*PASSAGE SHOWN*:

Dear friends,I am new in this site and I saw this very important topic but actually it does not help me!Please help me to determine my memory chip:

   KVR400X64C25/512
   These are written on the chip:
   O420VB
   V58C2256804SAT5B
   These things written on the chip,but there is not any other information like kingston.This module is original Kingston surely but I do not know what the chips are?Please help me as soon as possible.Thanks.


----------



## jellybeard999 (Feb 16, 2005)

*ram*

kvr400 = kingston value ram pc3200
c2.5 = cas 2.5

Kingston Value Ram 400Mhz (2,5-3-3-*) (KVR400X64C25) 	

may or may not contain Winbond BH-5, CH-5, Micron 46V32M8 -5B C, Hynix D43, D5, Samsung TCCC, TCC4 look at the chips (maybe relabeled)

so its one of the above... when did ya buy them ?? 

ages ago - could be bh5 or ch5 (great)
recently - could be tccc or tcc4 (not as great but reasonable)
the others - ok but not great... what do they clock to ?


----------



## valenciaendoor (Feb 16, 2005)

Firstly,thanks for your replay..I bought them in a near time,but i am not sure about the exaxt time...I wrote what is written on the chips;like  codes and there also exist a shape,not a name of the chip..Actually,they can only go up to %15 at most;after that point system restarts exc..So,i am very angry about kingston,i know they are not designed specially for o\c but i paid lots of money and i feel i deserve much from these rams.I thougt that these chips are 2.quality of kingston modules,so i posted this topic;but from that time i am still not able to learn which chips i have??


----------

(Stored data entries)

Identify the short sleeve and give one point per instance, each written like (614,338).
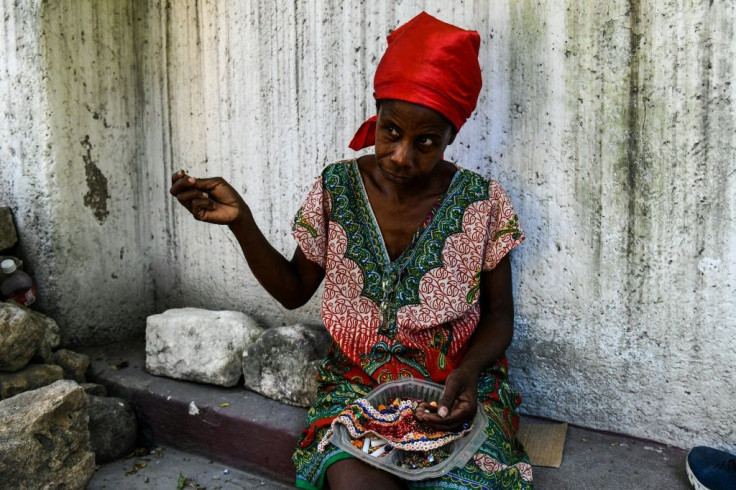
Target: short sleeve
(309,227)
(504,231)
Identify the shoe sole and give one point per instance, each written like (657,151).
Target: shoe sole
(691,476)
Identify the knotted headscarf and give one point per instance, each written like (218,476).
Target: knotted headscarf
(430,63)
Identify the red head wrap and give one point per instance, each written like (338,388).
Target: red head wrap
(430,63)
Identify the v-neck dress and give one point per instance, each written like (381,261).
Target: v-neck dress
(410,317)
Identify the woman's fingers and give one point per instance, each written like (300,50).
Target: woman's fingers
(200,208)
(185,197)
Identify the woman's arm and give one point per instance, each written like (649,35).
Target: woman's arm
(213,200)
(492,336)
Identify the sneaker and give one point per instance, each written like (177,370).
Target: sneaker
(711,469)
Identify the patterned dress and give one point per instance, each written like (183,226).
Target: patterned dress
(410,317)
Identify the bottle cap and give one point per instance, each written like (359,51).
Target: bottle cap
(8,266)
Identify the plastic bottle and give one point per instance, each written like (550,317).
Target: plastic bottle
(17,285)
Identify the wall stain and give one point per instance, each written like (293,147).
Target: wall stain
(97,194)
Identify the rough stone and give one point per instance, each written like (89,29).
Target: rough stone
(199,345)
(73,364)
(94,389)
(282,363)
(44,439)
(8,235)
(20,336)
(51,336)
(112,428)
(29,378)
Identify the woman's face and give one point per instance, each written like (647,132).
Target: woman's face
(410,141)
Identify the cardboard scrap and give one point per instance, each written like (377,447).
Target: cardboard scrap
(544,443)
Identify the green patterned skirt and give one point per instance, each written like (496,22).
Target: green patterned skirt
(500,463)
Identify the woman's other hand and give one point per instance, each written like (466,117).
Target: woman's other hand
(458,404)
(212,200)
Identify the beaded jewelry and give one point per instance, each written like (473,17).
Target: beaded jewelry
(397,425)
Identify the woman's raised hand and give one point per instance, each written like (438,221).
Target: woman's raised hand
(212,200)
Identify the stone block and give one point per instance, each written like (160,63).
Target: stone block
(51,336)
(20,336)
(282,363)
(8,235)
(44,439)
(112,428)
(31,377)
(199,345)
(73,364)
(94,389)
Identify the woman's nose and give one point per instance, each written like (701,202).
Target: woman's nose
(402,154)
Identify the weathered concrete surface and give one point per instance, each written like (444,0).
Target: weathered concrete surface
(44,439)
(71,161)
(8,235)
(199,345)
(611,126)
(282,363)
(590,460)
(238,427)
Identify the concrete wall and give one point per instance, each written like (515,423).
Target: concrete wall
(611,125)
(73,163)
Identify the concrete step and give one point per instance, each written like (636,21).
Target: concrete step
(230,425)
(248,432)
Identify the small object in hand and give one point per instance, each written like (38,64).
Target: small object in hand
(382,451)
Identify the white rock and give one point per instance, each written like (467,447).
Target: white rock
(199,345)
(282,364)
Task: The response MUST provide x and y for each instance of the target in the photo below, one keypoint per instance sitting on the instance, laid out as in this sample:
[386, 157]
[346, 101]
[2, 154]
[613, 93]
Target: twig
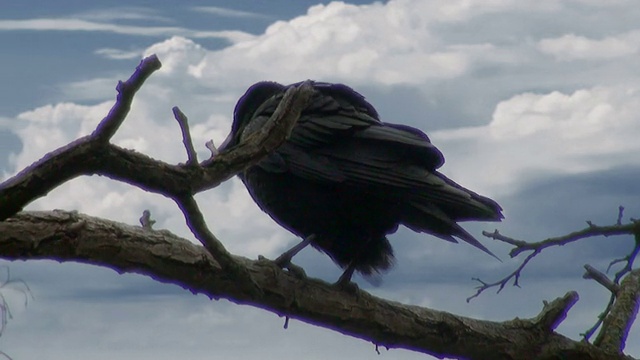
[192, 156]
[601, 278]
[554, 312]
[616, 325]
[212, 147]
[76, 158]
[198, 226]
[591, 231]
[620, 214]
[503, 282]
[126, 90]
[146, 221]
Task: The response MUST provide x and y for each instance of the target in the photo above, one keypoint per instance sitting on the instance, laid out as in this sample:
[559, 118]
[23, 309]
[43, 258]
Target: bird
[344, 180]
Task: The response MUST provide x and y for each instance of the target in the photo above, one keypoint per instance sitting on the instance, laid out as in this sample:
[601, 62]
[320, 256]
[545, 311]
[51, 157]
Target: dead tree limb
[68, 236]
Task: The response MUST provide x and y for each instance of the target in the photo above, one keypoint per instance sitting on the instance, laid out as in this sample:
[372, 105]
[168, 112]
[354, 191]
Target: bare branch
[553, 313]
[616, 326]
[601, 278]
[87, 156]
[181, 118]
[145, 220]
[167, 258]
[620, 215]
[591, 231]
[503, 282]
[126, 90]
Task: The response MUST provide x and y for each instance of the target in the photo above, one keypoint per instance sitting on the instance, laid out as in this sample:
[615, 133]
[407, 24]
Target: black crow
[344, 180]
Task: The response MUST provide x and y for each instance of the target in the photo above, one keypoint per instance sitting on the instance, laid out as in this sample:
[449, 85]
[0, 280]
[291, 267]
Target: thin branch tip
[181, 118]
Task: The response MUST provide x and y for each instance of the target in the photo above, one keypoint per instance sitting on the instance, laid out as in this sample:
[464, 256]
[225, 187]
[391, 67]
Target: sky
[534, 103]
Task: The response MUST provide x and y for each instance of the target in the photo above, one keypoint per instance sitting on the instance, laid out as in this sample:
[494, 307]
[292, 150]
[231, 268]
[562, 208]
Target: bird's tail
[437, 209]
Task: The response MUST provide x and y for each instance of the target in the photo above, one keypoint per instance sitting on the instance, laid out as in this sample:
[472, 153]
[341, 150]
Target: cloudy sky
[534, 103]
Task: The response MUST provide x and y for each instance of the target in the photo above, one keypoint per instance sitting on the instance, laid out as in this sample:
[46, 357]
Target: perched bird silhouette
[344, 180]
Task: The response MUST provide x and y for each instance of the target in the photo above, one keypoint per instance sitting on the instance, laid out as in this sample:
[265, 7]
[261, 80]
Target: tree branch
[90, 156]
[68, 236]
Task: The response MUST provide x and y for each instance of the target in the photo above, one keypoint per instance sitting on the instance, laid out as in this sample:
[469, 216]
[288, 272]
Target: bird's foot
[345, 283]
[284, 262]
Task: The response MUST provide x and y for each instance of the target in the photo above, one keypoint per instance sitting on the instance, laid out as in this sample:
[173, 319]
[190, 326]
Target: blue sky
[534, 103]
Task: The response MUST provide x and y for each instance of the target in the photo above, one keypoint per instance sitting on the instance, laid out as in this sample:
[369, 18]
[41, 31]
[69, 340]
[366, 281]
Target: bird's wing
[339, 138]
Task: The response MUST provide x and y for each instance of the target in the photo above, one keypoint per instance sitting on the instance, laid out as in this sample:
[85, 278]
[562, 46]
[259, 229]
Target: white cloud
[535, 135]
[122, 13]
[573, 47]
[75, 24]
[384, 43]
[225, 12]
[422, 46]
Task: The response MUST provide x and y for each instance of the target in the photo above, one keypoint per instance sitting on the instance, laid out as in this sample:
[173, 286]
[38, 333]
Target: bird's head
[246, 107]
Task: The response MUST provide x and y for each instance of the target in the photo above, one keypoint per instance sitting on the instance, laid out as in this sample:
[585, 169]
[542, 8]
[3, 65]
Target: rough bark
[69, 236]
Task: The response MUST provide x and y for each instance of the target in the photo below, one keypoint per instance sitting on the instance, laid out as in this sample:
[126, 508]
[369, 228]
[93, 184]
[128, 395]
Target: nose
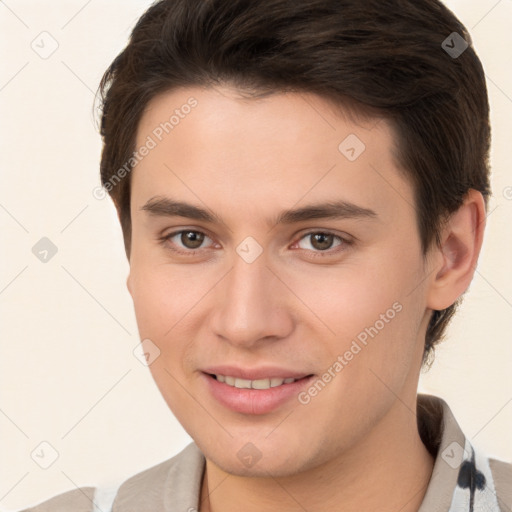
[251, 305]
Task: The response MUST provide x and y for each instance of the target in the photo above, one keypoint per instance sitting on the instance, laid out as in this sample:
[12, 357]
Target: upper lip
[263, 372]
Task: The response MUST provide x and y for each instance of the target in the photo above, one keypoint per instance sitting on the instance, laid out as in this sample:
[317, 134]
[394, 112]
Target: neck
[388, 470]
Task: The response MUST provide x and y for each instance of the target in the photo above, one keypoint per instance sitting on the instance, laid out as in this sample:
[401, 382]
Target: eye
[322, 242]
[189, 239]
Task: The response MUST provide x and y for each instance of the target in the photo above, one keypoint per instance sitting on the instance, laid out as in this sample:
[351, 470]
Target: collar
[461, 481]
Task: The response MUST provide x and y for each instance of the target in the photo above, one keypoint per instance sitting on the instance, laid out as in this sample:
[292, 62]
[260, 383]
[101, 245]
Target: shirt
[463, 479]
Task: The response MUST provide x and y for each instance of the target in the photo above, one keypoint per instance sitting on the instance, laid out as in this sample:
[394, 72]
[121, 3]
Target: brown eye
[185, 241]
[321, 241]
[192, 239]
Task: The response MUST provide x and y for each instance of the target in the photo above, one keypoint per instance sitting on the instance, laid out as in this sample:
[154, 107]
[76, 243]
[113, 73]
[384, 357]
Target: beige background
[67, 369]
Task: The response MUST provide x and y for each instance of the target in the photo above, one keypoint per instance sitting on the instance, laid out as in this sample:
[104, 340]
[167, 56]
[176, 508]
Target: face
[257, 281]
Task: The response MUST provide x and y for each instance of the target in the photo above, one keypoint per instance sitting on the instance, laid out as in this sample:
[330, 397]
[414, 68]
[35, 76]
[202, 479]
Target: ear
[457, 257]
[128, 283]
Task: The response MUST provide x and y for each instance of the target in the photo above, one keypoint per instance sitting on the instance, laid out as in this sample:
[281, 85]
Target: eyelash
[164, 240]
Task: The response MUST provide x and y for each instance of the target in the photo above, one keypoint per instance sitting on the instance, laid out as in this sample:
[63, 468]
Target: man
[302, 188]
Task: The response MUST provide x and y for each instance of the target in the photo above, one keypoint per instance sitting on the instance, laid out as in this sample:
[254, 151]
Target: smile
[253, 384]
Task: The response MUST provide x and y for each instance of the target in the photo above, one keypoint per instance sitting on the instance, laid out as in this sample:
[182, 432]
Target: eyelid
[344, 238]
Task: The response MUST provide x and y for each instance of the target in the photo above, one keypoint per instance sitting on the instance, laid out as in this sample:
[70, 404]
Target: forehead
[239, 153]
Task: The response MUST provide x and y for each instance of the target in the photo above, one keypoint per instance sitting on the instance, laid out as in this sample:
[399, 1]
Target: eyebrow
[338, 209]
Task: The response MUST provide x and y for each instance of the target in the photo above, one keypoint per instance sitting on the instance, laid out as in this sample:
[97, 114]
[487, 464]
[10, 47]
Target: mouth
[268, 383]
[254, 396]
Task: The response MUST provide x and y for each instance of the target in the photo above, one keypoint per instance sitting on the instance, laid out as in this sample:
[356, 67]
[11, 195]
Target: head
[247, 109]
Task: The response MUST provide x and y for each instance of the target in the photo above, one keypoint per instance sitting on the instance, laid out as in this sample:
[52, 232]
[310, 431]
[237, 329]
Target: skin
[355, 445]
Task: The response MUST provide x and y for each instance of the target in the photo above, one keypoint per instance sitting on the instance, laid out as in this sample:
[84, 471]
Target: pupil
[192, 237]
[323, 236]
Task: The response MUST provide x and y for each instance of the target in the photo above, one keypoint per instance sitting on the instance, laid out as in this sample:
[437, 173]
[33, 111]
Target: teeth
[254, 384]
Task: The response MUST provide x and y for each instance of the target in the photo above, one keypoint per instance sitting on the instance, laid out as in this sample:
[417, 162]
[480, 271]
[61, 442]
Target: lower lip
[254, 401]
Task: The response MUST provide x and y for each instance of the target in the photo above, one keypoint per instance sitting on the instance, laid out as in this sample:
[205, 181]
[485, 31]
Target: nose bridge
[246, 306]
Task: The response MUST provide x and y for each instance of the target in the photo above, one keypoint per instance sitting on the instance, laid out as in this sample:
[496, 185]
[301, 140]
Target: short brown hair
[388, 58]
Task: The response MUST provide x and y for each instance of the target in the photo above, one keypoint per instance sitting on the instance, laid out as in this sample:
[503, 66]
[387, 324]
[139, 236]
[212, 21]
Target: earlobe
[461, 242]
[128, 283]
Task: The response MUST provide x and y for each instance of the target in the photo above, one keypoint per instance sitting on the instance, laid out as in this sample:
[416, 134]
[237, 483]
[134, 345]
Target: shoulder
[502, 476]
[183, 471]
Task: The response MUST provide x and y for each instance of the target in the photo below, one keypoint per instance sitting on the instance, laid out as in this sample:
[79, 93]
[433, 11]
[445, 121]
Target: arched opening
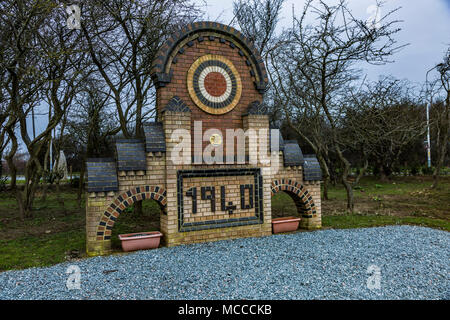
[152, 197]
[133, 221]
[283, 205]
[290, 198]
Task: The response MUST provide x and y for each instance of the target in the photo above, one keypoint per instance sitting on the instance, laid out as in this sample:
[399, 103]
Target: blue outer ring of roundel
[201, 97]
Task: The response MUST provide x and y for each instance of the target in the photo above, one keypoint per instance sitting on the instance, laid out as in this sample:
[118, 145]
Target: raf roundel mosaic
[214, 84]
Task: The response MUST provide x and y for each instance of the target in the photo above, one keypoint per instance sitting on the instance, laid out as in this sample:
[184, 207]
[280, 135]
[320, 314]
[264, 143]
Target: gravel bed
[328, 264]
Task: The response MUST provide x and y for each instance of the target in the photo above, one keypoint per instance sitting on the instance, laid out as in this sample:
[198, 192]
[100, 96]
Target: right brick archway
[302, 198]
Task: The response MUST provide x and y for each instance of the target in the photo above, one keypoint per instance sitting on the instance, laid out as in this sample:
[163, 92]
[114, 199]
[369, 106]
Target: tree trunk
[81, 183]
[442, 147]
[138, 208]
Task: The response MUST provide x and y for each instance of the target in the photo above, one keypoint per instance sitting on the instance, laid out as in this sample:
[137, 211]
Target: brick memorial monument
[204, 160]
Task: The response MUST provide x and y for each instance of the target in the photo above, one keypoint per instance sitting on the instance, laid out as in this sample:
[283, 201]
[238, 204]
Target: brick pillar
[315, 219]
[96, 204]
[172, 121]
[256, 122]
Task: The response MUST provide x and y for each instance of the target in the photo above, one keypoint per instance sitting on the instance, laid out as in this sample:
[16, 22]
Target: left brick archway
[124, 200]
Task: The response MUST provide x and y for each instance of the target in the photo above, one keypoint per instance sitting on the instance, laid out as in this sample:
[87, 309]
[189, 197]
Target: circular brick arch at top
[302, 198]
[123, 201]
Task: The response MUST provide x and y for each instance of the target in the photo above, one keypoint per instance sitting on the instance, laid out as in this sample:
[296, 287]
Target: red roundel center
[215, 84]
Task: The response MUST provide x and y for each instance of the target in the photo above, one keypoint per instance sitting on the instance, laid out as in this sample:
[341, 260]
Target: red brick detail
[115, 209]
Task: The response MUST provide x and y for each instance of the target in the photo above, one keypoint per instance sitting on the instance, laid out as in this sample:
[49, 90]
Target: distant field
[55, 235]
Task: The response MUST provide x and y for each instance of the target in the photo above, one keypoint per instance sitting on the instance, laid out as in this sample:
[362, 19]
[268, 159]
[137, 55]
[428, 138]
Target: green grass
[52, 233]
[358, 221]
[39, 251]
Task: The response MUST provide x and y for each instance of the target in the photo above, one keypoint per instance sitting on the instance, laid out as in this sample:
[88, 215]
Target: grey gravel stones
[329, 264]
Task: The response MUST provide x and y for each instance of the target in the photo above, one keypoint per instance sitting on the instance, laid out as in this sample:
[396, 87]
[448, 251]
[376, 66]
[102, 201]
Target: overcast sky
[425, 26]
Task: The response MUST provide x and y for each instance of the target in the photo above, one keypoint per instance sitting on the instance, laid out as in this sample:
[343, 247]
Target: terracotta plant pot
[140, 240]
[285, 224]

*WHAT YOU WILL DO*:
a - From the RAM chip thread, quote the passage that begins at the words "the others - ok" and stops after "chips i have??".
b - Answer these questions from the RAM chip thread:
(i) What does "c2.5" stand for?
(ii) How far can the poster's modules go before the system restarts?
(iii) Which chips could the modules be if they were bought recently?

*RESULTS OF THE EXERCISE*:
a -
the others - ok but not great... what do they clock to ?


----------



## valenciaendoor (Feb 16, 2005)

Firstly,thanks for your replay..I bought them in a near time,but i am not sure about the exaxt time...I wrote what is written on the chips;like  codes and there also exist a shape,not a name of the chip..Actually,they can only go up to %15 at most;after that point system restarts exc..So,i am very angry about kingston,i know they are not designed specially for o\c but i paid lots of money and i feel i deserve much from these rams.I thougt that these chips are 2.quality of kingston modules,so i posted this topic;but from that time i am still not able to learn which chips i have??

b -
(i) CAS 2.5
(ii) Up to 15% at most
(iii) TCCC or TCC4